### EXERCISE 1
In the smart home article, which company supplied the system the Farsunds use?
### EXERCISE 2
Condense the smart home article's paragraph that begins "But how do these technologies work" into a short bulleted list that keeps its main facts.

### DOCUMENT PASSAGE
__________________________________________________

Smart homes allow you to connect all your electronics, from heating to security, to one single device, such as a smartphone or tablet and control everything remotely. New technology in these areas is particularly useful to seniors today, allowing them to safely age in place for longer.
Smart lighting, for example, will learn your schedule and adjust to you needs, turning on and off at predetermined intervals based on the time of day and your activities. When you approach the house, lights will turn on and when you leave they will turn off. This type of lighting system can also adjust from dark to light more gradually, giving older eyes more time to adjust, reducing strain.
But how do these technologies work for seniors needs in practice? When Helge Farsund was diagnosed with Alzheimer's four years ago, her husband Kari began searching for a system that could help both of their lives remain as normal as possible. Abilia, a healthcare technology company, had exactly what he was searching for: a smarter home system that would allow his wife to remain safe and comfortable in their house. The center of the system is a wall mounted tablet device,complete with Skype, allowing carers to check in easily with patients. There is also a planner for upcoming events and spoken reminders for patients when they need to perform certain tasks. In addition, motion sensors around the house detect which rooms are occupied, when doors are opened, or even if a stove is left on too long.
Mrs Farsund explained how the system has helped her: that it explains to her what is happening each day, allowing her to look forward to events and maintain a schedule. For Mr Farsund the benefits are more practical, for example if his wife gets up in the night and opens a door, he will be alerted. For both, a smarter home has allowed them to live more comfortably and safely than would otherwise be possible.

__________________________________________________

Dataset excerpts
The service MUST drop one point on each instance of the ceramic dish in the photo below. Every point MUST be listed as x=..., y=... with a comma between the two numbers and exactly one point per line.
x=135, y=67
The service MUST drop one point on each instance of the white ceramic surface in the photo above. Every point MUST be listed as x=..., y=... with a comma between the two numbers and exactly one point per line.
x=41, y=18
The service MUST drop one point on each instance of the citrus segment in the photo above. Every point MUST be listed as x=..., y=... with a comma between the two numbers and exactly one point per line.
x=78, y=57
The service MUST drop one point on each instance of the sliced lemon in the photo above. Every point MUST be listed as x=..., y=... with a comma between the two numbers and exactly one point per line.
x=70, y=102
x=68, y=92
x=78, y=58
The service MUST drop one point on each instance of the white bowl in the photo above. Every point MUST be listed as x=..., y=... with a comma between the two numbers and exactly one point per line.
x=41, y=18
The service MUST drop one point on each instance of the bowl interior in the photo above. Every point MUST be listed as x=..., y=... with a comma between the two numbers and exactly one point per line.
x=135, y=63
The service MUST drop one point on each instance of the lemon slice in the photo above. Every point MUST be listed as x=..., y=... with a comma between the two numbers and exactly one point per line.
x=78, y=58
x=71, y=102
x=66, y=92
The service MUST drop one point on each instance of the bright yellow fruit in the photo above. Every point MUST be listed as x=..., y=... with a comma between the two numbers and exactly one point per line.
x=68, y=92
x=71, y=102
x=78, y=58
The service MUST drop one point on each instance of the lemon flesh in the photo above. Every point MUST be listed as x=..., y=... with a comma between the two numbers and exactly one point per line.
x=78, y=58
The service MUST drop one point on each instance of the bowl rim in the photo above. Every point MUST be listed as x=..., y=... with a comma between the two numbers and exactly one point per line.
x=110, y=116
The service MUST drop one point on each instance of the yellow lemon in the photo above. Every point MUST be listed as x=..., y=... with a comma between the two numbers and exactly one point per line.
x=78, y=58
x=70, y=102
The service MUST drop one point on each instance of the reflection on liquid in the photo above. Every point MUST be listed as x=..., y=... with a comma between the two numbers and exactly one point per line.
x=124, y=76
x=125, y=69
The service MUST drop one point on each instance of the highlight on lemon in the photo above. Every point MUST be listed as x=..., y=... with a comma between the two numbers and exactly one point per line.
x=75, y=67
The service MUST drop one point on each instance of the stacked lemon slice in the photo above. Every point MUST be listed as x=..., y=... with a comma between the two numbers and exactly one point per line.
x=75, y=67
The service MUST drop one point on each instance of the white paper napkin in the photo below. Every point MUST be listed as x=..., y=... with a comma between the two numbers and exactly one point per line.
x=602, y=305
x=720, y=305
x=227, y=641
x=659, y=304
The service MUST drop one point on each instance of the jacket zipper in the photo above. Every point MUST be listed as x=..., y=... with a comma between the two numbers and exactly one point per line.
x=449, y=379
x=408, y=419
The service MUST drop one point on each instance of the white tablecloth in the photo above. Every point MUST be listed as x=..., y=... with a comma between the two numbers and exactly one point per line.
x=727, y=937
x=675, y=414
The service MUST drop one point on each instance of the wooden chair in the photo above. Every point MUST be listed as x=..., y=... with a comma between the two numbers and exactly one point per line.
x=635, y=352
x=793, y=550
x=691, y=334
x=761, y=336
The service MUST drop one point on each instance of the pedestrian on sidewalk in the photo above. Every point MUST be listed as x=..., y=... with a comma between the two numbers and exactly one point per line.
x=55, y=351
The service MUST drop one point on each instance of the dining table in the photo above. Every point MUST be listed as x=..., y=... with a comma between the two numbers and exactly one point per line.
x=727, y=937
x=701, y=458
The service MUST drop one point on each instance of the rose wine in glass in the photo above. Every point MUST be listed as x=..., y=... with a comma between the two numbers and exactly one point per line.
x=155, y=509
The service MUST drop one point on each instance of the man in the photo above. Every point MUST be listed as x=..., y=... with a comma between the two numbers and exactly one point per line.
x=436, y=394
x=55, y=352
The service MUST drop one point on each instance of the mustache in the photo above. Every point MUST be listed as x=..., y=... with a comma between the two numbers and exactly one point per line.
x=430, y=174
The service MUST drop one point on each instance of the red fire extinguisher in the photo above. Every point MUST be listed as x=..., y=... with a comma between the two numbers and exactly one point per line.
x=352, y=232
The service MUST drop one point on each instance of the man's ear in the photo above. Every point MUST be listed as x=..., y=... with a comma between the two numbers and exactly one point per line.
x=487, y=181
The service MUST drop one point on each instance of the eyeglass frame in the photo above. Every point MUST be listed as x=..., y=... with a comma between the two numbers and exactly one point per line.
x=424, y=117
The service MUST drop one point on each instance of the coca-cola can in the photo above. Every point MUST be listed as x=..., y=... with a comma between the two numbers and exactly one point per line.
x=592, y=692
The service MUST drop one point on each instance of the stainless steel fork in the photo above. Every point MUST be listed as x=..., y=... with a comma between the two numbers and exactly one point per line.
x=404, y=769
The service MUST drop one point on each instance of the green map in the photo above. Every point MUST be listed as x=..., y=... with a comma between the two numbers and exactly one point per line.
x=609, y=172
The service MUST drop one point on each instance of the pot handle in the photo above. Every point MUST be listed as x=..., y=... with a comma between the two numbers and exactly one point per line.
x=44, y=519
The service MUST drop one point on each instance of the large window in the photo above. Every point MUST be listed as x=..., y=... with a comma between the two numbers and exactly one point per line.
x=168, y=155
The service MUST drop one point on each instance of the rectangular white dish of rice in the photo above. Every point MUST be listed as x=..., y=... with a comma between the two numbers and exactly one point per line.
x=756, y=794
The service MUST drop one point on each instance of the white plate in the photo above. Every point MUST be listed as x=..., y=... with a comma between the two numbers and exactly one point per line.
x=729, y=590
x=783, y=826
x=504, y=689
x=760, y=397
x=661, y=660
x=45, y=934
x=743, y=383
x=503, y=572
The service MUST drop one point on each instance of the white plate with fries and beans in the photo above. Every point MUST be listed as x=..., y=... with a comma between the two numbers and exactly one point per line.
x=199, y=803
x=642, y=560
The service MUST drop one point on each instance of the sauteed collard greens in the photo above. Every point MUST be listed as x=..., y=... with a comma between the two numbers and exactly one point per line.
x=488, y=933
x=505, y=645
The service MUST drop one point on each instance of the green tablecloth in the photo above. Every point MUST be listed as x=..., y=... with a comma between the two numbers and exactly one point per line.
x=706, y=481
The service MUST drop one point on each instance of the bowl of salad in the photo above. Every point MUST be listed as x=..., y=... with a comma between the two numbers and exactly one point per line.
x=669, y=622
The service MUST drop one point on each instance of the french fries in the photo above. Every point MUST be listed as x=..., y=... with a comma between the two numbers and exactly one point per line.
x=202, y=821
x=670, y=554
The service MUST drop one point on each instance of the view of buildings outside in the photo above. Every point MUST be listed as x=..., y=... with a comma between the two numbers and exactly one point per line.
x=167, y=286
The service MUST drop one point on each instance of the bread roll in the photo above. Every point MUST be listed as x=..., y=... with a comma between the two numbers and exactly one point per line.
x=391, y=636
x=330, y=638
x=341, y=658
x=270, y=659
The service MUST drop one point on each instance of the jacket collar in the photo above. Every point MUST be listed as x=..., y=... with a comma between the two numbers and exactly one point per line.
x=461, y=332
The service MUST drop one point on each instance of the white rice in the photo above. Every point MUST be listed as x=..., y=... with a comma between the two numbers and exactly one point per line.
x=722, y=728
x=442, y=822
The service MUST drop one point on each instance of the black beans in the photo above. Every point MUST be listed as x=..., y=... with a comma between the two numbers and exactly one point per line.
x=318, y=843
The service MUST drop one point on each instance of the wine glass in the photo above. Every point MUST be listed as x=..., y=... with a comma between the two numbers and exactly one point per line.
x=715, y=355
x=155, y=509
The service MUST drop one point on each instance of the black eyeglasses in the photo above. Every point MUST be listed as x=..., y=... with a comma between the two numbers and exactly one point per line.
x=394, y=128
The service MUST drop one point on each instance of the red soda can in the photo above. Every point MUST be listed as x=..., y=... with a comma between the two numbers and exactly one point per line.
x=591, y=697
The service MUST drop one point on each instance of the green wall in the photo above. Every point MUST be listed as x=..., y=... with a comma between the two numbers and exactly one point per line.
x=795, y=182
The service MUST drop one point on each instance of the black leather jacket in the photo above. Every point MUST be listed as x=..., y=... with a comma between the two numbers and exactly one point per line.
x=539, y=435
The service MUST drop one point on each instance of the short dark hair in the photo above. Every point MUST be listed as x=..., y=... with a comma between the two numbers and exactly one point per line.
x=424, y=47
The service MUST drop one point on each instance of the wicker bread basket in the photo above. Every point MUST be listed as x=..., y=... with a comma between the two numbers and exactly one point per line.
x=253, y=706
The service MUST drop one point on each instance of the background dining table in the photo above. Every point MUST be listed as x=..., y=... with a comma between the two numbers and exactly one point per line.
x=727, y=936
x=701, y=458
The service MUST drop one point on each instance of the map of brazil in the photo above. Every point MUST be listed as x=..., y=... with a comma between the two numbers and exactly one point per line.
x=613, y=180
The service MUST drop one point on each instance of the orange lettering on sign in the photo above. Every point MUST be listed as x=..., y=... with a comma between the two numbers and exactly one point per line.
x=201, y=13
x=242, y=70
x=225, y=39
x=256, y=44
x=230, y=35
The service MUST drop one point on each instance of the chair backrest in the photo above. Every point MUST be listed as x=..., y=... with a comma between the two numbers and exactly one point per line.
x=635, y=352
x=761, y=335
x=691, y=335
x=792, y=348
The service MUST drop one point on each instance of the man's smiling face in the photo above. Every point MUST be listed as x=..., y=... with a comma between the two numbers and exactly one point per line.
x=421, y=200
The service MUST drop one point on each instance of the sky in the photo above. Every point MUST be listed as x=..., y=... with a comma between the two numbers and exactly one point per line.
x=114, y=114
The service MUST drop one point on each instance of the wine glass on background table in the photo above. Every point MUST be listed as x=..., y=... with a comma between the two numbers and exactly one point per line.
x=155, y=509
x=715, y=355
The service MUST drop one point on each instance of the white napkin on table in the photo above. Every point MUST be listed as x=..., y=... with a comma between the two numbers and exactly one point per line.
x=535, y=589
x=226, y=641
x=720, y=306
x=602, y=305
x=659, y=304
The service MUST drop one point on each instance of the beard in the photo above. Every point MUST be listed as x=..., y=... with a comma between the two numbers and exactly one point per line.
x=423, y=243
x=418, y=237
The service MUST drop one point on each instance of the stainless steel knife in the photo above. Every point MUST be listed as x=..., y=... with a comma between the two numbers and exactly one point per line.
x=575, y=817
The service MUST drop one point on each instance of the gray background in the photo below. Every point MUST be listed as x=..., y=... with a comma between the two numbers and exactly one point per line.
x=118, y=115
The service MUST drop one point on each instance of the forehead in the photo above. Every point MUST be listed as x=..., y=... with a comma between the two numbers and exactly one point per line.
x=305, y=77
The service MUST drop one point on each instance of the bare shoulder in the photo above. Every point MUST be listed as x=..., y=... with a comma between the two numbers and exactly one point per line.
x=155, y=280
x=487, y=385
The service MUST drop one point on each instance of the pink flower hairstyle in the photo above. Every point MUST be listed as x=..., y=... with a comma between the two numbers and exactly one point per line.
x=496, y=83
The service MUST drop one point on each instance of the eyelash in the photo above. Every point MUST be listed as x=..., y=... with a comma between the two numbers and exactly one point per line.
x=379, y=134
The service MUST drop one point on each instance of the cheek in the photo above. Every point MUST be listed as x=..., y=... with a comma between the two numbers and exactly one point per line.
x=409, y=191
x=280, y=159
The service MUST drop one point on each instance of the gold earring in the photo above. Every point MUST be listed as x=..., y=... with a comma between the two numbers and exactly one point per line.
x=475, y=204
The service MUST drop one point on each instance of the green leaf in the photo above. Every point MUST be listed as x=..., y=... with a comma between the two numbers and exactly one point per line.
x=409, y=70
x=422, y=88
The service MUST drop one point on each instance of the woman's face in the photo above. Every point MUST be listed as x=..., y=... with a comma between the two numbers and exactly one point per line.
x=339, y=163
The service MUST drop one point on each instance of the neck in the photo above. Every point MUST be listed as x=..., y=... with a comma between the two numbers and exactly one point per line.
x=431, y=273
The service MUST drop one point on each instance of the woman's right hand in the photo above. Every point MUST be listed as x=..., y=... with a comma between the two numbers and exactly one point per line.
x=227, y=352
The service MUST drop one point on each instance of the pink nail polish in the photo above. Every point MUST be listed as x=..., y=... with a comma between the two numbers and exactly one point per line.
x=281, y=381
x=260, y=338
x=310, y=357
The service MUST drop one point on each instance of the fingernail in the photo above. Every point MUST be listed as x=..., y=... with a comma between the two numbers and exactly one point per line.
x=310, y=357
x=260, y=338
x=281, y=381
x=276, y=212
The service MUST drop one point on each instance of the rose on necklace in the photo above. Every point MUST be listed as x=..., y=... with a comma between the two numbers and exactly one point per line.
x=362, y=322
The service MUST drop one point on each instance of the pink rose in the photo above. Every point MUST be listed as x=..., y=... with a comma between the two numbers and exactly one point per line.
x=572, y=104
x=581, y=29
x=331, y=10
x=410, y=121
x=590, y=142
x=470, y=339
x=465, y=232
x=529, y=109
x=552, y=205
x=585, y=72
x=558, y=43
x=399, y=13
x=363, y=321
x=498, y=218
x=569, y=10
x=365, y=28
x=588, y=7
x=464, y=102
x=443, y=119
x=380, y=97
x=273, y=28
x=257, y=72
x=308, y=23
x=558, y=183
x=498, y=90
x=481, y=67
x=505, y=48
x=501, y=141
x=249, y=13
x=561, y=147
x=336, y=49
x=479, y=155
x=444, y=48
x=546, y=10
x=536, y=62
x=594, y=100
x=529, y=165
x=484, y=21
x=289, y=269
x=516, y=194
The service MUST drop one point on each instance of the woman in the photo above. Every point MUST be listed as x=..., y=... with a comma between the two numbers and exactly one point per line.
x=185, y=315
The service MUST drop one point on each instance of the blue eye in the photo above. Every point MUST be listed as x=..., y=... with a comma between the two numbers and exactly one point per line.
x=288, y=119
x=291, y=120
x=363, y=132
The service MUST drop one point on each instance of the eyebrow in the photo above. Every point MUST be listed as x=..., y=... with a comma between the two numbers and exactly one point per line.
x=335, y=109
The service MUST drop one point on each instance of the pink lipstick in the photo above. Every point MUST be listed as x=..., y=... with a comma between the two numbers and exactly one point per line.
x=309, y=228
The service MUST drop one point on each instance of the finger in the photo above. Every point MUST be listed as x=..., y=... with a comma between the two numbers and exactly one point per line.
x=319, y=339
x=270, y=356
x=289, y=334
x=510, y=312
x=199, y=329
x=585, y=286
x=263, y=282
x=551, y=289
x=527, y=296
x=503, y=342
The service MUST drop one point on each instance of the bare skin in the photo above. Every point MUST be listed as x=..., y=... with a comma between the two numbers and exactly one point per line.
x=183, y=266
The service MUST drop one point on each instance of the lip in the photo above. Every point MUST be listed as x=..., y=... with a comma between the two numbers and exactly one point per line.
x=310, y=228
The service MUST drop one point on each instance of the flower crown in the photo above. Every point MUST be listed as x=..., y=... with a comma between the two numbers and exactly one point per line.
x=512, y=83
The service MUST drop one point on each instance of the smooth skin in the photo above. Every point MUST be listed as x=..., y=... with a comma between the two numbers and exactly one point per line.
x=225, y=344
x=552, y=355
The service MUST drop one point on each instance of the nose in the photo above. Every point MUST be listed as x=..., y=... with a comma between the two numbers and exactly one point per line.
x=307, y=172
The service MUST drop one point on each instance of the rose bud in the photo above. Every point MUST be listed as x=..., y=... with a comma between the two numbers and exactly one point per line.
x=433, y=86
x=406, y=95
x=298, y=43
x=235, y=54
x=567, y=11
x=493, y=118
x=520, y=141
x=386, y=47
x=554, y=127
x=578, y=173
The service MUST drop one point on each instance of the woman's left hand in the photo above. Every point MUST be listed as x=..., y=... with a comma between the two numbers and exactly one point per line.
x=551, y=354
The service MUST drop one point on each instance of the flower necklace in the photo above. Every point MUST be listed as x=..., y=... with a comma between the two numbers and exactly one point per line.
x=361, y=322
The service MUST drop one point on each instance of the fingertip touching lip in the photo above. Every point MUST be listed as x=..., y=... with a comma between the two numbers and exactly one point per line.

__________________________________________________

### TASK ANSWER 1
Abilia, a healthcare technology company.

### TASK ANSWER 2
- Four years ago, Helge Farsund was diagnosed with Alzheimer's, and her husband Kari looked for a system to keep their lives as normal as possible.
- Abilia, a healthcare technology company, provided a smarter home system that lets her stay safe and comfortable at home.
- At its center is a wall-mounted tablet with Skype, so carers can check in easily.
- It includes a planner for upcoming events and spoken reminders for tasks.
- Motion sensors detect which rooms are occupied, when doors open, and whether a stove is left on too long.